Tarea 1: Según el fragmento sobre el mar, ¿por qué se compara el mar con la bola de plomo de la respiración zen?
Tarea 2: Reúne todas las líneas de las entradas que contengan la palabra "green". Ten en cuenta mayúsculas y minúsculas.

**** Fragmento del texto ****

Final de viaje




La Maceta, 10 de diciembre

La música del mar lo llena todo. Estos días leía sobre la respiración en el budismo zen: imaginar que una bola de plomo entra por nuestra tráquea y pulmones y desciende lentamente expulsando todo el oxigeno de ellos y después observar cómo el aire vuelve a entrar despacio con naturalidad, sin ninguna presión. El mar es algo así, entra en uno por la vista y los oídos, es como esa bola de plomo, entra hasta ocupar todo el espacio interior, las células, el fondo de los los ojos, el ánimo; no ves, no sientes otra cosa que el mar. La caja de resonancia de la cueva, y tú en medio de ella con tu sueño o tu cansancio.

**** Datos del ejercicio ****

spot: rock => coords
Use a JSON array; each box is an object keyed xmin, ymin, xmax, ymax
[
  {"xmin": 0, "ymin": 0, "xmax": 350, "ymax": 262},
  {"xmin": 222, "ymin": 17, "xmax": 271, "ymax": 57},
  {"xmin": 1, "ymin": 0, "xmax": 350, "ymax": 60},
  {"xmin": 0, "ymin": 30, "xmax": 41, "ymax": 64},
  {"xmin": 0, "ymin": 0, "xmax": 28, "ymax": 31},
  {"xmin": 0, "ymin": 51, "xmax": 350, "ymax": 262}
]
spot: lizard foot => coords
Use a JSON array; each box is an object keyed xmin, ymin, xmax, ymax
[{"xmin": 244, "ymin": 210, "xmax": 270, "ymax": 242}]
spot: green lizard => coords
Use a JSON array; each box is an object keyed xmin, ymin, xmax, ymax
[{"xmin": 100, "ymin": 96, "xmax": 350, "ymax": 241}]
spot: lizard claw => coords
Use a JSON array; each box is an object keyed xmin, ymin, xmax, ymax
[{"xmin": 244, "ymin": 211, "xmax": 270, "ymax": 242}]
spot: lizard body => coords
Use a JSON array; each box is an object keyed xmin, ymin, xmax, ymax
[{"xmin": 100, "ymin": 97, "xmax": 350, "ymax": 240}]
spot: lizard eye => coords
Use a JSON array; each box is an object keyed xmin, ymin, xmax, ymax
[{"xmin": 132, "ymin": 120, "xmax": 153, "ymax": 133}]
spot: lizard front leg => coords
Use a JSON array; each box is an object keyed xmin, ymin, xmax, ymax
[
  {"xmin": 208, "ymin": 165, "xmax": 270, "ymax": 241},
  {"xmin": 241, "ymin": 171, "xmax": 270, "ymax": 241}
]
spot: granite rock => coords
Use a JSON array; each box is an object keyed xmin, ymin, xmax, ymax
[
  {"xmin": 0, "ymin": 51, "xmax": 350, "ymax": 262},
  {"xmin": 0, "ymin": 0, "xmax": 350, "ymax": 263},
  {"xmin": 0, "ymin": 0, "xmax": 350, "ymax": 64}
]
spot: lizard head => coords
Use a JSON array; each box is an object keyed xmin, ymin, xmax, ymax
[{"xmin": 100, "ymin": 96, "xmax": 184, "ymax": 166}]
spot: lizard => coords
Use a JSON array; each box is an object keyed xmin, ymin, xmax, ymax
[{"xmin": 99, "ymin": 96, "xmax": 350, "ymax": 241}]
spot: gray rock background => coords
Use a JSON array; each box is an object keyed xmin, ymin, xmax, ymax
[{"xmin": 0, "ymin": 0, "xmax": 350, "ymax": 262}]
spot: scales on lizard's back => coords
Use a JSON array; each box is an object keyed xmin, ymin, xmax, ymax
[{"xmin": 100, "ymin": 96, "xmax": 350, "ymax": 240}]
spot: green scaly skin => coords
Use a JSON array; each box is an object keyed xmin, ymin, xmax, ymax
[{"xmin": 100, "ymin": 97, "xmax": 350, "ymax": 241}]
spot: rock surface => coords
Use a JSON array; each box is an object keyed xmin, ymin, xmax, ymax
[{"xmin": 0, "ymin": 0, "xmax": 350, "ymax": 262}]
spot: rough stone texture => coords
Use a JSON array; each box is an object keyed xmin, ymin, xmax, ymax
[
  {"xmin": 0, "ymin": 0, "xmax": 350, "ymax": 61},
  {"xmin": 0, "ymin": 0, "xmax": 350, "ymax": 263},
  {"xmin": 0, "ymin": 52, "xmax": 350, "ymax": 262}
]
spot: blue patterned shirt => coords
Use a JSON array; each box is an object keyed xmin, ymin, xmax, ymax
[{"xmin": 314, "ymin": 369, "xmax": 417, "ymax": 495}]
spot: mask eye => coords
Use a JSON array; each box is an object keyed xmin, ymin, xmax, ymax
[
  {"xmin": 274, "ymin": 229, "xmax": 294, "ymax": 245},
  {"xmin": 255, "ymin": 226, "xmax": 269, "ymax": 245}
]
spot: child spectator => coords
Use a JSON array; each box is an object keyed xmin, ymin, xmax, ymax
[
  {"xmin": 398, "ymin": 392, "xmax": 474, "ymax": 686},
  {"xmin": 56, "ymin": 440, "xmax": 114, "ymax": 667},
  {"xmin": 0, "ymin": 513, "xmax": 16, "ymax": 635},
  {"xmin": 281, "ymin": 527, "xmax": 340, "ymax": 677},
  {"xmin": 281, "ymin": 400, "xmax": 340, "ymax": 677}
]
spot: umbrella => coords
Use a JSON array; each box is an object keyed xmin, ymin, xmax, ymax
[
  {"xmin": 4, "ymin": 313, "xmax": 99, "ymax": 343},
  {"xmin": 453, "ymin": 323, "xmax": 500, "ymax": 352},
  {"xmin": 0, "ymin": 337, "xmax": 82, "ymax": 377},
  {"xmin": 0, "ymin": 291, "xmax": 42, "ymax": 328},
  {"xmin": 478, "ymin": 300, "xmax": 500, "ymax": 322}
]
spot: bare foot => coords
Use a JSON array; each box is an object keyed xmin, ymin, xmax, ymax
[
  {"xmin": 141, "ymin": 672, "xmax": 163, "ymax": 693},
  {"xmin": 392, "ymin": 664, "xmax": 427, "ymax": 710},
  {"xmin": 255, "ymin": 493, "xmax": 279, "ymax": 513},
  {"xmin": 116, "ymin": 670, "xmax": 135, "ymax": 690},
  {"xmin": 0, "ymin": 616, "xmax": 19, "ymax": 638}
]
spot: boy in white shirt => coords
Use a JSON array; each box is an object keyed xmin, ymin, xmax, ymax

****

Solución 1: Porque el mar entra en uno por la vista y los oídos y, como esa bola de plomo, va ocupando todo el espacio interior, hasta el fondo de los ojos y el ánimo. Al final no se ve ni se siente otra cosa que el mar.

Solución 2:
spot: green lizard => coords
spot: green scaly skin => coords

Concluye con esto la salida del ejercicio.